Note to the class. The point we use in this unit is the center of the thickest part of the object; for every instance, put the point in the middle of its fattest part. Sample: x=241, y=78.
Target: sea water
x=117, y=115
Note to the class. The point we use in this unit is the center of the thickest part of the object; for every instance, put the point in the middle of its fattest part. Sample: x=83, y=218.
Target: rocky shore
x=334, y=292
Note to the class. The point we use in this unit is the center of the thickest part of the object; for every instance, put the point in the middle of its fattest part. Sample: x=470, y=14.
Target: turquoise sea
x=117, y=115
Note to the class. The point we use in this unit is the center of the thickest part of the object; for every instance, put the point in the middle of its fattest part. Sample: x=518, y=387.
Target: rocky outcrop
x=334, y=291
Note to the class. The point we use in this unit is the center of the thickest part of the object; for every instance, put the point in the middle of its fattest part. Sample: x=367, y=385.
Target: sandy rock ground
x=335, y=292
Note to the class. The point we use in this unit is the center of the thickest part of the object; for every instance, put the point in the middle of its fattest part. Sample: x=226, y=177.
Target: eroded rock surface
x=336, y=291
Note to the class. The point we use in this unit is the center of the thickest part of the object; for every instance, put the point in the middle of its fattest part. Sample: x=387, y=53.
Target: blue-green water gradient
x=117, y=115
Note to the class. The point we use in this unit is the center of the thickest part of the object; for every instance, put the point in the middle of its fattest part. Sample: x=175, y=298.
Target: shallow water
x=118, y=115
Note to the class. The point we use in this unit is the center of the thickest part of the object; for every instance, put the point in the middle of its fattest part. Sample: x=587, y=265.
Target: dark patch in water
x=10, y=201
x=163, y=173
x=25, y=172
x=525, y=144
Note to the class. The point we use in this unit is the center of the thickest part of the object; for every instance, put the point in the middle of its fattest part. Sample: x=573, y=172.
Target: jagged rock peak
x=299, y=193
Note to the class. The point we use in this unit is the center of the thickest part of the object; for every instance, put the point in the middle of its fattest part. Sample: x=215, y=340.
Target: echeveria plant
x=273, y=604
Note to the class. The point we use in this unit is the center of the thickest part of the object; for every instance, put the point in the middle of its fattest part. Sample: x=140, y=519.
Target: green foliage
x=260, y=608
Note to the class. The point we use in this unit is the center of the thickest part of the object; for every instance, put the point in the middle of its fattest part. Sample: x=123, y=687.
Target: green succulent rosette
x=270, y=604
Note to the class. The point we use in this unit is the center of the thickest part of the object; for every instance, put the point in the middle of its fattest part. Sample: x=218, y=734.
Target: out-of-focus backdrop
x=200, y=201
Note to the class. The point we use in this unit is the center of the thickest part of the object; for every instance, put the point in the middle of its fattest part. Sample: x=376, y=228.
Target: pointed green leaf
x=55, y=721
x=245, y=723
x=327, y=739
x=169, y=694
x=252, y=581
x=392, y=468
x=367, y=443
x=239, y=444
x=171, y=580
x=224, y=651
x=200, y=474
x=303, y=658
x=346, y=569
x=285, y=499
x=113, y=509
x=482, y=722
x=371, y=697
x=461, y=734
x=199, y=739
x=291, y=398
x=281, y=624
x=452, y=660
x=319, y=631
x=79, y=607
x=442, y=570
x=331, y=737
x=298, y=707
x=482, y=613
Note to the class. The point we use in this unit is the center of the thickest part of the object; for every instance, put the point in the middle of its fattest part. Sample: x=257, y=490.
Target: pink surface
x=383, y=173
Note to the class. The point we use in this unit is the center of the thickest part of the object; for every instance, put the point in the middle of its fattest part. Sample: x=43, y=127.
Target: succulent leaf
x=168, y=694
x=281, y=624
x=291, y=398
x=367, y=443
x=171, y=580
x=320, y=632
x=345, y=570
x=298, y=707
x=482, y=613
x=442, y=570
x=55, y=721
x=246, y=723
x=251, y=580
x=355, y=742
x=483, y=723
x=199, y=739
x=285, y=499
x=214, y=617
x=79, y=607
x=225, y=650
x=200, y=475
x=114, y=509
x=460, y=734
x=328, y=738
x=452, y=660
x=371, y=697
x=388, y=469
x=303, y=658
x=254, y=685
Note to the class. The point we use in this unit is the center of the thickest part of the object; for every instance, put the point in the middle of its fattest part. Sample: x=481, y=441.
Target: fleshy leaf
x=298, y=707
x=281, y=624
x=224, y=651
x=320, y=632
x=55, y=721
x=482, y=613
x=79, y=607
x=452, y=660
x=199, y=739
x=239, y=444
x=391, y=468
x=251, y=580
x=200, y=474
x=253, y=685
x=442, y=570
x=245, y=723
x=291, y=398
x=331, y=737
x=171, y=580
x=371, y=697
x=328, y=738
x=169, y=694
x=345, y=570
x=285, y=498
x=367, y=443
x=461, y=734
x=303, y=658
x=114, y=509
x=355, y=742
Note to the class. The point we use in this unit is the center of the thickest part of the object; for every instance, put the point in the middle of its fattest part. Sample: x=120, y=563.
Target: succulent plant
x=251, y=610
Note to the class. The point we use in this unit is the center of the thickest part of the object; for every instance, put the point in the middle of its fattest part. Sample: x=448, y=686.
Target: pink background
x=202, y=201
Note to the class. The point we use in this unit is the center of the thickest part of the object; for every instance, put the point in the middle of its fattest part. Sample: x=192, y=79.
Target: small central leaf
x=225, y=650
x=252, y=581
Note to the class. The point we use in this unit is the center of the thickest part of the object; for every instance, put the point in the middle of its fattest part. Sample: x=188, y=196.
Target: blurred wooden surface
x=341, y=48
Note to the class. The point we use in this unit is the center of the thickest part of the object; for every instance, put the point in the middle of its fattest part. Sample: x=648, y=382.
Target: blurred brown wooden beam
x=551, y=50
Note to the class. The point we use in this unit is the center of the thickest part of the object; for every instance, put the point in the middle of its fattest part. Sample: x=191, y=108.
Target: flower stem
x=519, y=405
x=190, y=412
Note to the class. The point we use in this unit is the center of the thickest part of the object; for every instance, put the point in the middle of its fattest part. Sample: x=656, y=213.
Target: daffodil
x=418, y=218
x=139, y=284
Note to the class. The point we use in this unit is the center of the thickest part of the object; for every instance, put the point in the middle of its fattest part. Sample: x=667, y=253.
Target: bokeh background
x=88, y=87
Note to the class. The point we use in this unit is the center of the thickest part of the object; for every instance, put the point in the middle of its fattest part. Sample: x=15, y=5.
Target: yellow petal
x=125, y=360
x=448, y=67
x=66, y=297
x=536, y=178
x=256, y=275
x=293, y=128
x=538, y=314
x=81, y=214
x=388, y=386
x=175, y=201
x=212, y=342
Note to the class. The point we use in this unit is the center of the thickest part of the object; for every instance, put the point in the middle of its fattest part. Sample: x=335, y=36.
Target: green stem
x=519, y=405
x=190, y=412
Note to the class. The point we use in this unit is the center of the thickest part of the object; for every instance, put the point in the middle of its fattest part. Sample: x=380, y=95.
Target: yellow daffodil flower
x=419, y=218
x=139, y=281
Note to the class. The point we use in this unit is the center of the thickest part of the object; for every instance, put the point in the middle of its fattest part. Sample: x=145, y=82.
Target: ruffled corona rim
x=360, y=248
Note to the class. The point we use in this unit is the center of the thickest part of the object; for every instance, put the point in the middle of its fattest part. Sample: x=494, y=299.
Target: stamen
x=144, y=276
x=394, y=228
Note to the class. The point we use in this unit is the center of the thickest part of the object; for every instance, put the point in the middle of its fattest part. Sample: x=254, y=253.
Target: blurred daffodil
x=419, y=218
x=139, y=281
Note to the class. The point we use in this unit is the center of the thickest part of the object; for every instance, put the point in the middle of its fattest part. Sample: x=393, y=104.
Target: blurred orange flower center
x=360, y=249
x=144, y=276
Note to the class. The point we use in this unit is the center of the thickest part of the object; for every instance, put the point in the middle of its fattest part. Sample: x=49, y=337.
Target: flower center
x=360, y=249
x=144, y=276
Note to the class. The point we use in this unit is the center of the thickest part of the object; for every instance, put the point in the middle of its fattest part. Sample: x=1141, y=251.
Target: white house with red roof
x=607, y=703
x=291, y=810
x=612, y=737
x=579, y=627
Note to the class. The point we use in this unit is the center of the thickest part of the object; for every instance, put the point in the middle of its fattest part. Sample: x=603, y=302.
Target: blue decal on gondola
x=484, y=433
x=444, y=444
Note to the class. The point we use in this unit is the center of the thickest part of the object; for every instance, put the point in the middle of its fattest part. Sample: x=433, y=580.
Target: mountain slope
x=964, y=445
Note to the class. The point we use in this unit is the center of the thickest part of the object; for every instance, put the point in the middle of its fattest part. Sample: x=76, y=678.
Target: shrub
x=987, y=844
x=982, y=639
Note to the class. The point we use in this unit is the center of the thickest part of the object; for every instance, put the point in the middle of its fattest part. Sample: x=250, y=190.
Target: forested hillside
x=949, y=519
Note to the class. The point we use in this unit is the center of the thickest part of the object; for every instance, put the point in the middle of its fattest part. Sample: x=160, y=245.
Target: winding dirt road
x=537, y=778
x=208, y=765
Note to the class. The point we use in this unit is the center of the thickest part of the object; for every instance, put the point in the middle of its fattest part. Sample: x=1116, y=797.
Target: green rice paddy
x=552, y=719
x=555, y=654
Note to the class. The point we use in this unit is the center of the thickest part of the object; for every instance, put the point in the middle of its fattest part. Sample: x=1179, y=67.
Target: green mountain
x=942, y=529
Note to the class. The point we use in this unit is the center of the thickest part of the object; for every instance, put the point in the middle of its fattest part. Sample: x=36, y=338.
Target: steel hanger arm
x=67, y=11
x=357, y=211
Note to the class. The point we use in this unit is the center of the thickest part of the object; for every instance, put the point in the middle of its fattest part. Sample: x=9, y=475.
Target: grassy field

__________

*Problem to work on:* Please format the stretch of lines from the one containing "Sample: x=160, y=245." through the one containing "x=555, y=654" as a numbered list, leaving out any blank lines.

*Exercise result:*
1. Note to the class. The point we use in this unit is the center of the thickest part of the object; for every instance, put the point in the middle of its fattest part. Sample: x=160, y=245.
2. Target: winding dirt road
3. x=537, y=778
4. x=208, y=765
5. Note to the class. The point we use in this unit is the center of the thickest part of the object; for every instance, put the point in the middle of its fattest part. Sample: x=1116, y=797.
6. Target: green rice paddy
7. x=552, y=719
8. x=555, y=654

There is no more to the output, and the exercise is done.